[Point-based annotation data]
▬▬▬▬▬▬▬▬▬▬
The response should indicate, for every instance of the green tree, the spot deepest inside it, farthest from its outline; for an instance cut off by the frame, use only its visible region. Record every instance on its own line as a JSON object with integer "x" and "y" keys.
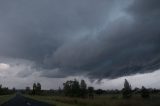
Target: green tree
{"x": 91, "y": 92}
{"x": 38, "y": 88}
{"x": 34, "y": 88}
{"x": 144, "y": 92}
{"x": 127, "y": 90}
{"x": 83, "y": 88}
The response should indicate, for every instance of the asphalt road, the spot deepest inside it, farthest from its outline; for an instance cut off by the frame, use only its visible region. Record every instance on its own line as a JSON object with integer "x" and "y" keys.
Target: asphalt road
{"x": 19, "y": 100}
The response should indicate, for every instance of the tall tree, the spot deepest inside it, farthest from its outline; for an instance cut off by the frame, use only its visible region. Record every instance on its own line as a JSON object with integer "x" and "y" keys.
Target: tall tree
{"x": 91, "y": 92}
{"x": 144, "y": 92}
{"x": 127, "y": 90}
{"x": 83, "y": 88}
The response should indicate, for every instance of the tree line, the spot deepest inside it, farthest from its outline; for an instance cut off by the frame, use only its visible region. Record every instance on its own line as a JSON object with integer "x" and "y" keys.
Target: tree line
{"x": 74, "y": 88}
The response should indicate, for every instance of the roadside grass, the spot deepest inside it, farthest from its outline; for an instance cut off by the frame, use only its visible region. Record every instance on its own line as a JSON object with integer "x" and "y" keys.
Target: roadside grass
{"x": 105, "y": 100}
{"x": 5, "y": 98}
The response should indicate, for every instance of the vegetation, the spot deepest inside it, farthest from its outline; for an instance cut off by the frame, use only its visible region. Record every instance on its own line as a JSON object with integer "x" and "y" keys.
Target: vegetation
{"x": 76, "y": 93}
{"x": 127, "y": 90}
{"x": 5, "y": 98}
{"x": 103, "y": 100}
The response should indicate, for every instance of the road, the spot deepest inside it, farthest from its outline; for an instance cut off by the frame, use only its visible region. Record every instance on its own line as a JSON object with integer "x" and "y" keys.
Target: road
{"x": 19, "y": 100}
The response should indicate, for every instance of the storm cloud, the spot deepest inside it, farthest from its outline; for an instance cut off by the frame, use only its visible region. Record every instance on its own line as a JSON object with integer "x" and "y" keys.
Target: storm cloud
{"x": 97, "y": 39}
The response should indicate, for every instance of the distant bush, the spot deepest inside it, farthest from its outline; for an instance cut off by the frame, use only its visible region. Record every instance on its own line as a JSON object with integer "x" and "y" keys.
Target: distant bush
{"x": 127, "y": 90}
{"x": 144, "y": 92}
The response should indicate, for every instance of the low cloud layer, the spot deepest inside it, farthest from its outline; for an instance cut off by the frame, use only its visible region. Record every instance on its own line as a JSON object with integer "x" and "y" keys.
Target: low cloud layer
{"x": 97, "y": 39}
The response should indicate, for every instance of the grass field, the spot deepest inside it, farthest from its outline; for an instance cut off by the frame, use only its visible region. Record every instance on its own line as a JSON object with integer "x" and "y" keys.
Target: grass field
{"x": 106, "y": 100}
{"x": 5, "y": 98}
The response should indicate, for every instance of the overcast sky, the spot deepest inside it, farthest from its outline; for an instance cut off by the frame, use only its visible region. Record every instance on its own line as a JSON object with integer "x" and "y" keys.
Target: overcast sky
{"x": 102, "y": 41}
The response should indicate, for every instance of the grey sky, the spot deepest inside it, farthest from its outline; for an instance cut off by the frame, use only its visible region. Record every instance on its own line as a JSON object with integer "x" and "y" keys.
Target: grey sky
{"x": 96, "y": 39}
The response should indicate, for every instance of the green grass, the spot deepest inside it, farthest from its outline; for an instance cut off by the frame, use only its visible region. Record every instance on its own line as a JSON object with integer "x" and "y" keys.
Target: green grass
{"x": 5, "y": 98}
{"x": 106, "y": 100}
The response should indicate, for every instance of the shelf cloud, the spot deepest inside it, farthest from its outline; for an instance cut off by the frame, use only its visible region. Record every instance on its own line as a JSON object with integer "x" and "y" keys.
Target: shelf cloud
{"x": 97, "y": 39}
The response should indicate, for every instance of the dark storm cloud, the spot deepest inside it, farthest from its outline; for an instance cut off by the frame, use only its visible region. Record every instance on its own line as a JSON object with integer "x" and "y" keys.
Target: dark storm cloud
{"x": 99, "y": 39}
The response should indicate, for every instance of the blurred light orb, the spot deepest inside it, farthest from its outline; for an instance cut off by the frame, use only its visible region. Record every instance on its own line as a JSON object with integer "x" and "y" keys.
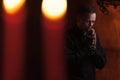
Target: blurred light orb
{"x": 54, "y": 9}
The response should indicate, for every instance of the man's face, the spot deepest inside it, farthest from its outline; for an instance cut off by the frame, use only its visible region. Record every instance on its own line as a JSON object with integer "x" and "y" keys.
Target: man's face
{"x": 87, "y": 21}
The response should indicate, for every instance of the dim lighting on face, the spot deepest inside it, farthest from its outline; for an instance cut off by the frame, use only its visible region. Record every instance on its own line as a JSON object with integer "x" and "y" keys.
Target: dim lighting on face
{"x": 12, "y": 6}
{"x": 54, "y": 9}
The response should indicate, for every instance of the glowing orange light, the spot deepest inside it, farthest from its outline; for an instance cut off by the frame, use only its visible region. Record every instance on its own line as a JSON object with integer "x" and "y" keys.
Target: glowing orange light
{"x": 54, "y": 9}
{"x": 12, "y": 6}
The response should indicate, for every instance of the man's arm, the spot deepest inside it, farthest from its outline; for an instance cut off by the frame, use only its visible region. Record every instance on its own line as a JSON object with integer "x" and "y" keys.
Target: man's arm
{"x": 99, "y": 58}
{"x": 73, "y": 55}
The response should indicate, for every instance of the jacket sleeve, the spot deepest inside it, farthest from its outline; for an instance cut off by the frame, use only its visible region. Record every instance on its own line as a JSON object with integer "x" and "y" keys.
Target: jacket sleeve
{"x": 99, "y": 58}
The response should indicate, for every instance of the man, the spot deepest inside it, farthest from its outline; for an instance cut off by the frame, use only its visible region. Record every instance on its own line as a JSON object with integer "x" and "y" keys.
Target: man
{"x": 84, "y": 52}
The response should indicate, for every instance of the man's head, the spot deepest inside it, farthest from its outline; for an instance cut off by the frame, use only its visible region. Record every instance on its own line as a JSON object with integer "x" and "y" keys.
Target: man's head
{"x": 86, "y": 17}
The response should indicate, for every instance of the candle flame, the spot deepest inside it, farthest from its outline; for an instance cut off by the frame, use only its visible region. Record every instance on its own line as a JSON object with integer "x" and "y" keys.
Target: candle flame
{"x": 54, "y": 9}
{"x": 12, "y": 6}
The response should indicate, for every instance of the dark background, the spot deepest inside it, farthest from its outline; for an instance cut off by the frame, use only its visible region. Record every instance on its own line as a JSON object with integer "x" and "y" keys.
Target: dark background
{"x": 107, "y": 27}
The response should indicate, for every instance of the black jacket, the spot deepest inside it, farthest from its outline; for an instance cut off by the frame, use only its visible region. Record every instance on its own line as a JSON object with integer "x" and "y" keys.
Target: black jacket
{"x": 81, "y": 65}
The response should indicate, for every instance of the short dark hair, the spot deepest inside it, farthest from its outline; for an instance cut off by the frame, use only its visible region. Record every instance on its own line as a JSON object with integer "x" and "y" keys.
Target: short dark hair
{"x": 83, "y": 9}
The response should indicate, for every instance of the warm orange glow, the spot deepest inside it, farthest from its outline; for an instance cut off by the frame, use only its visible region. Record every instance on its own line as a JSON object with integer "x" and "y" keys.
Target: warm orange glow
{"x": 54, "y": 9}
{"x": 12, "y": 6}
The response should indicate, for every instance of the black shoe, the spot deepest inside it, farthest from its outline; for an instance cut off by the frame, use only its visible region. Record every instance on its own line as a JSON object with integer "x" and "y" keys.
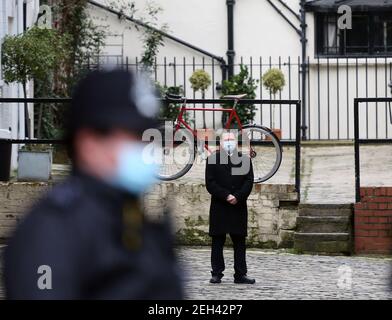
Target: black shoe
{"x": 215, "y": 279}
{"x": 245, "y": 280}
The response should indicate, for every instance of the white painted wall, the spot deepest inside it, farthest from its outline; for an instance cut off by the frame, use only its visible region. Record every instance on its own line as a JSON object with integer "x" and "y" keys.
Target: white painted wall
{"x": 260, "y": 33}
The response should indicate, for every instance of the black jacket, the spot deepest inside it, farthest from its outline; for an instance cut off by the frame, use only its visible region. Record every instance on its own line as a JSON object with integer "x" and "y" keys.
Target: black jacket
{"x": 97, "y": 244}
{"x": 222, "y": 181}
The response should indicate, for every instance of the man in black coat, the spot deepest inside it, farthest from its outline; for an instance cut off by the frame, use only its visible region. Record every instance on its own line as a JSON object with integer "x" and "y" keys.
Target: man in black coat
{"x": 88, "y": 238}
{"x": 229, "y": 180}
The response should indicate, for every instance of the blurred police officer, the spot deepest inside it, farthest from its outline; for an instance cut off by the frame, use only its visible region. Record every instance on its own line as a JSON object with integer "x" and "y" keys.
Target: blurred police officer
{"x": 229, "y": 180}
{"x": 88, "y": 238}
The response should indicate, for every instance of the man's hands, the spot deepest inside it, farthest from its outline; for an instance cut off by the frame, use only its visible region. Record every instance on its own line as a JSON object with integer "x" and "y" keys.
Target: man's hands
{"x": 231, "y": 199}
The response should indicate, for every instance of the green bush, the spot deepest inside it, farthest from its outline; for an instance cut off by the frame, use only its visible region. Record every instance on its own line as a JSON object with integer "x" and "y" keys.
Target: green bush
{"x": 273, "y": 81}
{"x": 170, "y": 111}
{"x": 240, "y": 83}
{"x": 200, "y": 80}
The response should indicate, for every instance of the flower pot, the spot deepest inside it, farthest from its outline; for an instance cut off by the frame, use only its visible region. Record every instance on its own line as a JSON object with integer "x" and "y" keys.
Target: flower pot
{"x": 34, "y": 165}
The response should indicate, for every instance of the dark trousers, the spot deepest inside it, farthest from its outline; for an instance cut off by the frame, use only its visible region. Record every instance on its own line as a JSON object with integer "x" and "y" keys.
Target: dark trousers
{"x": 217, "y": 259}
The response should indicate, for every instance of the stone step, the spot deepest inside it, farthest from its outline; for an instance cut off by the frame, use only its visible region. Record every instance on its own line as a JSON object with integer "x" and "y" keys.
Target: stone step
{"x": 317, "y": 210}
{"x": 323, "y": 224}
{"x": 323, "y": 243}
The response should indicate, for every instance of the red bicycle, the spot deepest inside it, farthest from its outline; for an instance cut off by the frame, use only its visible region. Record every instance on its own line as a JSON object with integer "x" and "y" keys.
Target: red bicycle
{"x": 181, "y": 143}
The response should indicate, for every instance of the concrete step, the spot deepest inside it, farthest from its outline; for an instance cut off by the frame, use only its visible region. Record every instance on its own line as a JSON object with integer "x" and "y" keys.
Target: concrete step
{"x": 319, "y": 210}
{"x": 323, "y": 224}
{"x": 323, "y": 243}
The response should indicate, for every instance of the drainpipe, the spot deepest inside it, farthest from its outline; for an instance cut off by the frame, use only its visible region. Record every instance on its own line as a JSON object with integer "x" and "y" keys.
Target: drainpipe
{"x": 304, "y": 68}
{"x": 230, "y": 36}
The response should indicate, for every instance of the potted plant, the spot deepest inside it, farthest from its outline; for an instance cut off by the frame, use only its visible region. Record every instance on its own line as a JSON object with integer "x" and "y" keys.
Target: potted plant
{"x": 201, "y": 81}
{"x": 32, "y": 55}
{"x": 240, "y": 83}
{"x": 34, "y": 163}
{"x": 274, "y": 82}
{"x": 170, "y": 111}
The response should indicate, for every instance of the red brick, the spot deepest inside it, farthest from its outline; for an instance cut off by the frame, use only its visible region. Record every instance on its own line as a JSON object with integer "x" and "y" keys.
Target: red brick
{"x": 383, "y": 206}
{"x": 373, "y": 233}
{"x": 383, "y": 220}
{"x": 373, "y": 206}
{"x": 384, "y": 233}
{"x": 374, "y": 219}
{"x": 359, "y": 206}
{"x": 363, "y": 213}
{"x": 361, "y": 220}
▬▬▬▬▬▬▬▬▬▬
WRITTEN TASK
Edit the lines running from the start of the listing through the line containing "Target: green tree", both ends included, by replacing "outline" with "boundary" and leaving everything else unchanged. Omit the pictures from your answer.

PROBLEM SOLUTION
The response should indicate, for every instance of the green tree, the spot deepest inside it, farthest from its boundary; for an instance cut off by the frame, use only its visible region. Record every instance on its own line as a JSON object with integer "x" and "y" keys.
Target: green tree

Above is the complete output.